**WHAT IS REQUIRED**
Put each line of all the entries below into a numbered list, leaving out any blank lines.

_ _ _

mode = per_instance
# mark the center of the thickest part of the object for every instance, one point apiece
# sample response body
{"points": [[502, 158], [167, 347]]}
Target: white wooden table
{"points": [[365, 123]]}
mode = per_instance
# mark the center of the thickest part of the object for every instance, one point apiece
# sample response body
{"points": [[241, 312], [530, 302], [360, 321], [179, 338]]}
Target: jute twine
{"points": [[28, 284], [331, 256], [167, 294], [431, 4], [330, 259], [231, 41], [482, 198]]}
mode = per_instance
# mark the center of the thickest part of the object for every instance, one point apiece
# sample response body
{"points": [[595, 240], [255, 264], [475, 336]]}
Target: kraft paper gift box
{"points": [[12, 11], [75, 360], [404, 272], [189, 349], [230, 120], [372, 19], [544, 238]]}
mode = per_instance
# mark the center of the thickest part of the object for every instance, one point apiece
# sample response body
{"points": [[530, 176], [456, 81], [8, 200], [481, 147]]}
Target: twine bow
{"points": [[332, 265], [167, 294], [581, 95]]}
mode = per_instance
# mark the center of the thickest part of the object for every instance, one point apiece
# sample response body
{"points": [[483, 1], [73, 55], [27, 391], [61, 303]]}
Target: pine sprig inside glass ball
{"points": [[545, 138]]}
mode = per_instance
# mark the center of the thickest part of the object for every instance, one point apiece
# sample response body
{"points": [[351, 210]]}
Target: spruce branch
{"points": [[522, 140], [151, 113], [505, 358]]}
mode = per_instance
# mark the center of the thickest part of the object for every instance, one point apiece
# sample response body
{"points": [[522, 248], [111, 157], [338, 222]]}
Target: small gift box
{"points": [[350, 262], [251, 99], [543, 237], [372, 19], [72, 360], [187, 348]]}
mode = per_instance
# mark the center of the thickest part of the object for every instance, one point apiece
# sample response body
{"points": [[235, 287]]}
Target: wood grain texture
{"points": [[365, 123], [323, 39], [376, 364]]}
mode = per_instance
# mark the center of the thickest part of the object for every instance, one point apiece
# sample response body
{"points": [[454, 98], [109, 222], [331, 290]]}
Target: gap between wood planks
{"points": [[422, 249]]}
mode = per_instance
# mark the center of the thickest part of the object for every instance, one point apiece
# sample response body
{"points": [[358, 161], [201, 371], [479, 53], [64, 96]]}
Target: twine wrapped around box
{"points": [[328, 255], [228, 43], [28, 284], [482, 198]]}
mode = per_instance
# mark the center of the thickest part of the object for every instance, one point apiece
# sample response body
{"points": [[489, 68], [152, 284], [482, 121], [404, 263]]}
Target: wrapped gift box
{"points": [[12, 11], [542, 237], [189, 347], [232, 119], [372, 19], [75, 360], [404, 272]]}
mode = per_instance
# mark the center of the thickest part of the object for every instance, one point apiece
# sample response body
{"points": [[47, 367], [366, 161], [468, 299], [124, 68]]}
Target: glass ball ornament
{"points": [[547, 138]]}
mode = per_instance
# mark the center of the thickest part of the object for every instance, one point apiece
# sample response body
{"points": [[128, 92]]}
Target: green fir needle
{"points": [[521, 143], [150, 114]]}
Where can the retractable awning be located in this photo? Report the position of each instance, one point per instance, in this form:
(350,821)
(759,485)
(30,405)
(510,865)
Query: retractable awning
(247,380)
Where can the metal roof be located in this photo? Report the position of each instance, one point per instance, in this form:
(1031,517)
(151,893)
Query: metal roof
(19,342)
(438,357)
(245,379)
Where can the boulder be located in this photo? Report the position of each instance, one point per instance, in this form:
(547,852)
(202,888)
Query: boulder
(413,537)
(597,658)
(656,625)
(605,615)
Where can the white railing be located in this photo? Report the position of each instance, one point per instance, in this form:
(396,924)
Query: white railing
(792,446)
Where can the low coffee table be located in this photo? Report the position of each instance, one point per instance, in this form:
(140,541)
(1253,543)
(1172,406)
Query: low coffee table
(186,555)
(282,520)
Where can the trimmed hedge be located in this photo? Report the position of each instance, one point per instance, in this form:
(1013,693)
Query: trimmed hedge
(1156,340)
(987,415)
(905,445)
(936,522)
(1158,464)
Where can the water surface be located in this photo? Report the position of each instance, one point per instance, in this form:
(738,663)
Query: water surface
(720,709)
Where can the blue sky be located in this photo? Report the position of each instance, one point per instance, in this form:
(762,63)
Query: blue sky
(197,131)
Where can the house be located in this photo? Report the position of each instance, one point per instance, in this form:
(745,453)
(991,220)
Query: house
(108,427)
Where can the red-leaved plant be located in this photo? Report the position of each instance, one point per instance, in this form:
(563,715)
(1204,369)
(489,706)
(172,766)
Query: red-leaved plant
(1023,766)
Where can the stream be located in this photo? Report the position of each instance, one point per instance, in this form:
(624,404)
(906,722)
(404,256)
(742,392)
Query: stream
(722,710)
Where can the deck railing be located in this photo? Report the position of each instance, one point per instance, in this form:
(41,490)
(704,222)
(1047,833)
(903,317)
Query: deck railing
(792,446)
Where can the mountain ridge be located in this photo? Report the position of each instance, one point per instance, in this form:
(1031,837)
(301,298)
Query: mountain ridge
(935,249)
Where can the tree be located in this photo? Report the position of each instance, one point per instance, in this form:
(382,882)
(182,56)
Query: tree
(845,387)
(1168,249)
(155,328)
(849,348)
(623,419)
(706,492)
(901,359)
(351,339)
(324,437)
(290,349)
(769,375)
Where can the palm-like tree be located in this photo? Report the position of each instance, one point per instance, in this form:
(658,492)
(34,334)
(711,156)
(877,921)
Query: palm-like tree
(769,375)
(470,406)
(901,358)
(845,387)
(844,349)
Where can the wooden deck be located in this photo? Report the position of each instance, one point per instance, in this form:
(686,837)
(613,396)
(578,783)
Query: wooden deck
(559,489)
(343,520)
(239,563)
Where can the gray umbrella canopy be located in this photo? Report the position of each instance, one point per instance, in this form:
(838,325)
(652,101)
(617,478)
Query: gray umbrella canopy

_ _ _

**COMPLETE ANSWER**
1. mode = per_instance
2. # mark the center of the thickest part of the object for every instance, one point apiece
3. # sample response body
4. {"points": [[502, 158], [167, 347]]}
5. Target: white wooden table
6. {"points": [[365, 123]]}
7. mode = per_instance
8. # mark the center of the thickest part of the object for every instance, one point apiece
9. # sample response body
10. {"points": [[241, 312], [530, 302], [360, 321], [179, 338]]}
11. Target: jute twine
12. {"points": [[28, 284], [331, 256], [167, 294], [431, 4], [330, 259], [231, 41], [482, 198]]}
13. mode = per_instance
14. # mark the center of the thickest part of the object for every instance, one point apiece
15. # sample response body
16. {"points": [[595, 240], [255, 264], [475, 336]]}
17. Target: kraft paper gift box
18. {"points": [[12, 11], [75, 360], [404, 272], [189, 349], [230, 120], [372, 19], [544, 238]]}
19. mode = per_instance
20. # mark the center of the thickest part of the object for every instance, one point apiece
21. # sample response body
22. {"points": [[530, 176], [456, 81], [8, 200], [481, 147]]}
23. Target: twine bow
24. {"points": [[332, 265], [167, 294], [581, 95]]}
25. mode = per_instance
26. # mark the center of the thickest part of the object for every instance, one point apiece
27. # sample response body
28. {"points": [[483, 1], [73, 55], [27, 391], [61, 303]]}
29. Target: pine sprig inside glass ball
30. {"points": [[545, 138]]}
31. mode = per_instance
32. # mark the center of the thickest part of the object for every instance, one point apiece
33. # sample response body
34. {"points": [[351, 210]]}
35. Target: spruce branch
36. {"points": [[522, 140], [151, 113], [505, 358]]}
37. mode = per_instance
38. # mark the center of the thickest part of the object for every instance, one point apiece
39. # sample response body
40. {"points": [[522, 248], [111, 157], [338, 222]]}
41. Target: small gift box
42. {"points": [[350, 262], [251, 99], [543, 237], [372, 19], [72, 360], [187, 348]]}
43. mode = per_instance
44. # mark the center of the thickest part of the object for every instance, one point apiece
45. # sample response body
46. {"points": [[235, 287]]}
47. Target: wood grain texture
48. {"points": [[365, 123], [323, 39], [376, 364]]}
49. mode = per_instance
50. # mark the center of the thickest part of the object for every instance, one point apiece
51. # sample response body
52. {"points": [[454, 98], [109, 222], [331, 290]]}
53. Target: gap between wood planks
54. {"points": [[422, 249]]}
55. mode = per_instance
56. # mark the center of the thickest part of the object for every instance, one point apiece
57. # sample response body
58. {"points": [[358, 161], [201, 371], [479, 53], [64, 96]]}
59. Target: twine wrapped around box
60. {"points": [[328, 255], [228, 43], [28, 284], [482, 198]]}
61. mode = per_instance
62. # mark the center of the thickest part of the object for every instance, one point apiece
63. # sample response body
64. {"points": [[489, 68], [152, 284], [482, 121], [404, 263]]}
65. Target: wrapped gift box
66. {"points": [[12, 11], [542, 237], [189, 347], [232, 119], [372, 19], [75, 360], [404, 272]]}
67. mode = per_instance
68. # mark the center of the thickest part of the object for every instance, one point apiece
69. # sample response body
70. {"points": [[47, 367], [366, 161], [468, 299], [124, 68]]}
71. Target: glass ball ornament
72. {"points": [[547, 138]]}
73. mode = per_instance
74. # mark the center of the thickest part of the object for every instance, one point apiece
75. # sample response body
76. {"points": [[128, 92]]}
77. Target: green fir needle
78. {"points": [[521, 143], [150, 114]]}
79. Where can the retractable awning be located in this photo? Report the position of each instance, one point per instance, in this form:
80. (350,821)
81. (759,485)
82. (30,405)
83. (510,865)
84. Query: retractable awning
85. (247,380)
86. Where can the metal roof be located in this photo? Report the position of each instance, one point per instance, in this form:
87. (1031,517)
88. (151,893)
89. Query: metal roof
90. (19,342)
91. (438,357)
92. (245,379)
93. Where can the boulder be located in this photo? Report the position of each instance, one point per instance, in this form:
94. (547,852)
95. (202,888)
96. Query: boulder
97. (413,537)
98. (597,658)
99. (656,625)
100. (605,615)
101. Where can the white railing be located in this photo? Report the position of each instance, one point per instance, in this form:
102. (396,924)
103. Query: white railing
104. (792,446)
105. Where can the low coffee table be located in this photo? Report the position of each instance, one point per instance, in this form:
106. (140,541)
107. (1253,543)
108. (1172,406)
109. Query: low coffee table
110. (186,555)
111. (282,520)
112. Where can the trimmed hedge be located in this photo? Report the position of each instance, one point per instance, in this form:
113. (1013,693)
114. Query: trimmed hedge
115. (1156,340)
116. (987,415)
117. (905,445)
118. (936,522)
119. (1158,464)
120. Where can the water surface be located in this photo? Report the position of each instance, one point per instance, in this form:
121. (738,663)
122. Query: water surface
123. (720,709)
124. Where can the blue sky be located in this photo? Report the position of each instance, one point per instance, in this form:
125. (762,63)
126. Query: blue sky
127. (197,131)
128. Where can the house be located in this photo? Report the position of each instance, one point per instance, in this form:
129. (745,453)
130. (991,220)
131. Query: house
132. (108,427)
133. Where can the red-leaved plant be located in this photo? Report the position of each instance, one point per instance, in this form:
134. (563,715)
135. (1204,369)
136. (489,706)
137. (172,766)
138. Query: red-leaved plant
139. (1023,766)
140. Where can the stream be located in this photo? Report the position of each instance, one point per instance, in this form:
141. (624,404)
142. (906,722)
143. (404,256)
144. (742,392)
145. Query: stream
146. (722,710)
147. Where can the deck railing be located in this photo? Report the position of each instance, one point per instance, in this form:
148. (41,490)
149. (704,222)
150. (1047,833)
151. (903,317)
152. Query: deck railing
153. (792,446)
154. Where can the mountain ridge be located in this photo? Report the position of each instance, one point per instance, in this form:
155. (1031,837)
156. (301,298)
157. Query: mountain ridge
158. (935,249)
159. Where can the tree be located in this photo? Report the position of each instance, one point per instance, in this form:
160. (382,882)
161. (182,56)
162. Query: tree
163. (845,387)
164. (1168,249)
165. (155,328)
166. (849,348)
167. (623,419)
168. (706,492)
169. (901,359)
170. (351,339)
171. (324,437)
172. (290,349)
173. (769,375)
174. Where can the palm-like tree be located in this photo? Report the position of each instance, one point per instance, in this form:
175. (658,492)
176. (34,334)
177. (711,156)
178. (877,921)
179. Query: palm-like tree
180. (769,375)
181. (470,406)
182. (901,358)
183. (845,387)
184. (844,349)
185. Where can the wooden deck be located in this photo? Report the position of each instance, one point per instance, in this form:
186. (686,837)
187. (613,396)
188. (578,783)
189. Query: wooden deck
190. (559,489)
191. (343,520)
192. (239,563)
193. Where can the gray umbrella canopy be located in this photo? Report the position of each instance, one point per instance, in this form:
194. (838,325)
195. (652,101)
196. (617,478)
197. Query: gray umbrella canopy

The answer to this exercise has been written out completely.